▶ **What is being asked**
Each line of the records below that contains "tree" needs to be copied.

Stored items:
*** Begin section ***

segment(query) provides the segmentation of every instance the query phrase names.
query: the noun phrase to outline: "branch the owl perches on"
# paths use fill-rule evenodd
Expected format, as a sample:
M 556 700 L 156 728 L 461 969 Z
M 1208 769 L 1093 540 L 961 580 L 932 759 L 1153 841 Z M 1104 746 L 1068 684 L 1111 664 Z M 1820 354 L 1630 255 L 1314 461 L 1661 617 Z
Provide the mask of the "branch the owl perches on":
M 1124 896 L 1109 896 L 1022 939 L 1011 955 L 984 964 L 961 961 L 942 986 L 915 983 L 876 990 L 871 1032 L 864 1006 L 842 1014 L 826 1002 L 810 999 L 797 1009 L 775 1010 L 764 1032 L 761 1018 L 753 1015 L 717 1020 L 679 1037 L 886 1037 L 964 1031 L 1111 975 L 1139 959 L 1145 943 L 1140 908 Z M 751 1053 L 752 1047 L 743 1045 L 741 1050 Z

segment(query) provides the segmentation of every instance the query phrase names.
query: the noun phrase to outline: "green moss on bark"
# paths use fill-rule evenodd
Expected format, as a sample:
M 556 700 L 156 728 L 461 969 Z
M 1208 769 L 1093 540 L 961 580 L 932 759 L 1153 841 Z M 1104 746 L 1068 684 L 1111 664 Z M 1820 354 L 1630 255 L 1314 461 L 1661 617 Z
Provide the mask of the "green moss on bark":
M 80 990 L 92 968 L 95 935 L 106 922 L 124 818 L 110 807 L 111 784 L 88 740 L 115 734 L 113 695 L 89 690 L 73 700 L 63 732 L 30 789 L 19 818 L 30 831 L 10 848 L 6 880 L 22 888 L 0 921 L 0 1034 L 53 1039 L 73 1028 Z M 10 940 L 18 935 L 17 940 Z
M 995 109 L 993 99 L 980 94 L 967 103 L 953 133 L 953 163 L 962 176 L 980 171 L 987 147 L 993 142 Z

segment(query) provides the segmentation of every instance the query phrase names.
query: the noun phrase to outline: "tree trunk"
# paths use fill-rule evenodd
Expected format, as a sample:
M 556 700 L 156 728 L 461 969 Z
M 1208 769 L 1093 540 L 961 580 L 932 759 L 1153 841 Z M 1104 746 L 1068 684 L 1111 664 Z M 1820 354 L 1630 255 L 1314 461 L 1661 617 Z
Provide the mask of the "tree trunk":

*** End section ***

▶ **Response area**
query: the noun phrase to outline: "tree trunk"
Provide the mask of the "tree trunk":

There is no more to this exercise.